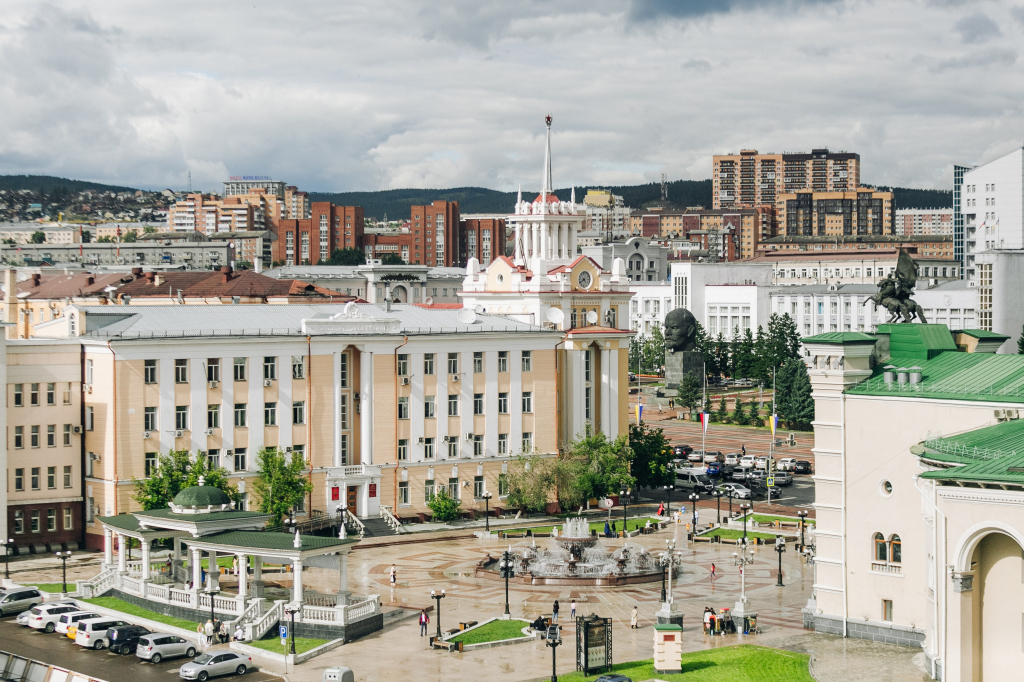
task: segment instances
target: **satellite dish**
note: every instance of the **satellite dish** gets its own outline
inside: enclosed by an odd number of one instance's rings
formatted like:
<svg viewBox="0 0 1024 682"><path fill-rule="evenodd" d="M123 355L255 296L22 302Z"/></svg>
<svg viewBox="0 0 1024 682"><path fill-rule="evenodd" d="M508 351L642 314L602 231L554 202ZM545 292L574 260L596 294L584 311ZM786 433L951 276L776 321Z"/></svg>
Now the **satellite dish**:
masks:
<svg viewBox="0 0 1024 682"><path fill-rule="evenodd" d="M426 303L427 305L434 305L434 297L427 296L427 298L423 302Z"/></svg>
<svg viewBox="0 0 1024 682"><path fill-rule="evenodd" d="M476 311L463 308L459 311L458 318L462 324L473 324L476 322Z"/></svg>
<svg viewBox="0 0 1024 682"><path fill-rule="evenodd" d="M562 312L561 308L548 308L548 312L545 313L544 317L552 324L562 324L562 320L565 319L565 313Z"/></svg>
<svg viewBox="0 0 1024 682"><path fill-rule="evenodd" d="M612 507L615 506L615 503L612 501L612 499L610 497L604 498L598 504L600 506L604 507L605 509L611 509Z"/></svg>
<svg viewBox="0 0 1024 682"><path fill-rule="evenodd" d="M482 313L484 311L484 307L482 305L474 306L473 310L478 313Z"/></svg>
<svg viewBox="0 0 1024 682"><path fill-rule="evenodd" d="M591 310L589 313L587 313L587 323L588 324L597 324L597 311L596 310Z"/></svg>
------
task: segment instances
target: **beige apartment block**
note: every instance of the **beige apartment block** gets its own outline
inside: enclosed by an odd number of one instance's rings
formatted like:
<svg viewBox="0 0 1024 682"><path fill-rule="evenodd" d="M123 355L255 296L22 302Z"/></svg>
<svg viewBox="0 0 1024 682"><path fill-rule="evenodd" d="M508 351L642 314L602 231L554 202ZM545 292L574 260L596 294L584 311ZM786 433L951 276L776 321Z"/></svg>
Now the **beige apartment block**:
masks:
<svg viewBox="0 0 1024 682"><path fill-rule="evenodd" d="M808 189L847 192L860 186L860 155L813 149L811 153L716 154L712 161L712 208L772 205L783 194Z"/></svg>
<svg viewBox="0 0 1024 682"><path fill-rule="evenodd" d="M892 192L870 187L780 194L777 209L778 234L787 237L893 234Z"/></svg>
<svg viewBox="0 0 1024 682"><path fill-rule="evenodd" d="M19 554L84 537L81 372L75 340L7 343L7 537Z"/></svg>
------
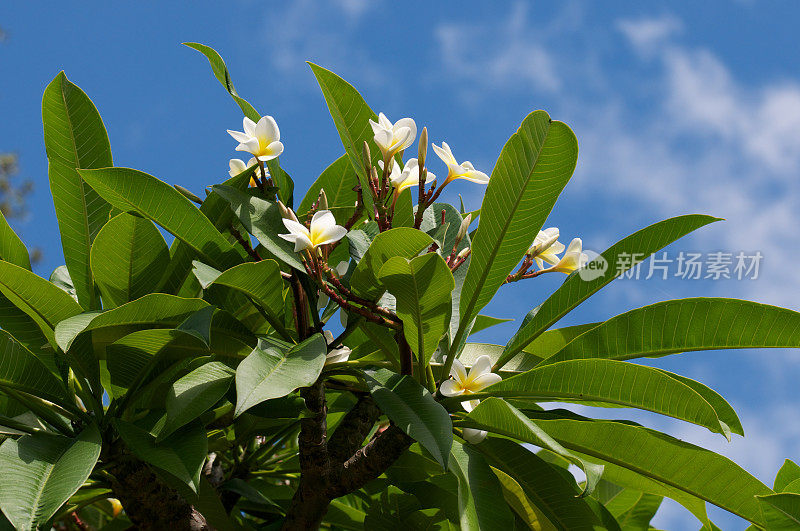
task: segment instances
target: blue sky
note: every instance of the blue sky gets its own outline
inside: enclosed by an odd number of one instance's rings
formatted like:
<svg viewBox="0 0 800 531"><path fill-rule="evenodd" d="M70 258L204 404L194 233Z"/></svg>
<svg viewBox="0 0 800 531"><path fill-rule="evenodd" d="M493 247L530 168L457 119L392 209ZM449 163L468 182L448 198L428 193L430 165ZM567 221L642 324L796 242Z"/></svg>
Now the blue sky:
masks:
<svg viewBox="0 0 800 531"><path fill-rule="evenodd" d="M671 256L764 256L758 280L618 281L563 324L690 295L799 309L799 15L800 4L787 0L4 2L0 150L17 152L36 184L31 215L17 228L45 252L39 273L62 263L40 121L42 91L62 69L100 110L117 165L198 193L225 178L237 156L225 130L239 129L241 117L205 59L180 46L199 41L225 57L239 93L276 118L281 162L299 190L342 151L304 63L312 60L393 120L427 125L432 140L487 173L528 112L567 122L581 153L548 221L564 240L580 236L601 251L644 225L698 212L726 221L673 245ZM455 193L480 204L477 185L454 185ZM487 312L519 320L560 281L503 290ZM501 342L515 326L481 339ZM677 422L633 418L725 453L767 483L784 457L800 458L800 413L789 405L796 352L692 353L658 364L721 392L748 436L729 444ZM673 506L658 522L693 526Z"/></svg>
------
* **Work order**
Quote the listing above, but only from the line that shows "target: **satellite dish**" through the line that shows "Now the **satellite".

* **Exercise solution**
target: **satellite dish**
note: every instance of the **satellite dish** gets its own outline
inside: enclosed by an odd number of one instance's rings
formatted like:
<svg viewBox="0 0 1024 682"><path fill-rule="evenodd" d="M123 355L255 296L22 302Z"/></svg>
<svg viewBox="0 0 1024 682"><path fill-rule="evenodd" d="M508 351L642 314L602 231L554 202ZM545 292L574 260L596 294L584 311ZM786 433L951 276L776 321Z"/></svg>
Now the **satellite dish**:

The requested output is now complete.